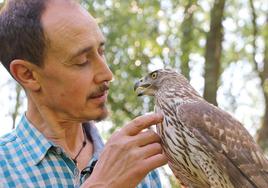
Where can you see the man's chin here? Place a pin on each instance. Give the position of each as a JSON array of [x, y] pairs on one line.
[[103, 114]]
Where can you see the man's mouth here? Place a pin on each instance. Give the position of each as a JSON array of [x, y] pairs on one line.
[[101, 92], [97, 95]]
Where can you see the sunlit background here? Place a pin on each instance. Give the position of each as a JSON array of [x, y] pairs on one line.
[[146, 35]]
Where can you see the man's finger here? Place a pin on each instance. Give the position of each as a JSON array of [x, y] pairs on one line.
[[142, 122], [155, 161], [146, 137], [150, 150]]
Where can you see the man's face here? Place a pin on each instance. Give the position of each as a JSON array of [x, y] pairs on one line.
[[74, 80]]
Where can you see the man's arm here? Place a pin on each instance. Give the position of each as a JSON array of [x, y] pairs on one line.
[[129, 155]]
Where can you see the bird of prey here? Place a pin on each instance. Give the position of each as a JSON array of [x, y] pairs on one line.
[[205, 146]]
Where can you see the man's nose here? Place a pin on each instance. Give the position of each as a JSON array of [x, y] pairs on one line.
[[105, 74]]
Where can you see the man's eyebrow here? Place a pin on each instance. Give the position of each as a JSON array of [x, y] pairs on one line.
[[85, 50]]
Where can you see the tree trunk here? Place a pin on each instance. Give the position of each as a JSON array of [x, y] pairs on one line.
[[262, 136], [187, 37], [213, 52]]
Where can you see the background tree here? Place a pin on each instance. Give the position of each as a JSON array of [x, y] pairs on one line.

##########

- _ASSIGNMENT_
Output every entry above verbatim, but leave out the pictures.

- _EXERCISE OUTPUT_
Where can you see the man's chin here? Place a pin on each instance. Give the position of each as a JSON array of [x, y] pairs on one line.
[[103, 114]]
Where can you see the man's mouth here? Place a pin on each instance. Give the position of each as a JSON array of [x, y] pairs on one line.
[[101, 92], [97, 95]]
Where can you see the sunlit background here? Place a pin on each instance. Give the position of each as a JSON array of [x, y] pairs on one line.
[[146, 35]]
Where can you see the man's finger here? Place a pin on each instance. Give the position of each as a JSON array of [x, y] pairs on one line.
[[142, 122], [155, 161], [146, 137], [150, 150]]
Where can you see the man's face here? Place a pin on each instance. Give the position of each as a JSON array of [x, y] pairs on one line.
[[74, 80]]
Where can you see the man's arm here? Place a pin on each instance. Give the position of each as a JSON array of [x, y] pairs on one line.
[[129, 155]]
Where can you see the bird of prey here? Place a pin on each instance. Give the position of each as a JSON array of [x, y] pairs on one line.
[[205, 146]]
Where can you see the man's nose here? Place a pin on each instance. Give the position of each as a JSON array of [x, y] pairs on one line.
[[105, 74]]
Where can you see the man's eyebrow here? Place a pin on each instance. Give the position of each as a JSON array of [x, y] pairs on one line.
[[85, 50]]
Where can you see the tree trunk here? Place a pin on each instance. Give the position of each as a JSON array of [x, y] pairs on one line.
[[262, 136], [187, 37], [213, 52]]
Where can you see the background tree here? Place a pin on each instance. Give the position of each as a JSON array of [x, y] pairs on one line.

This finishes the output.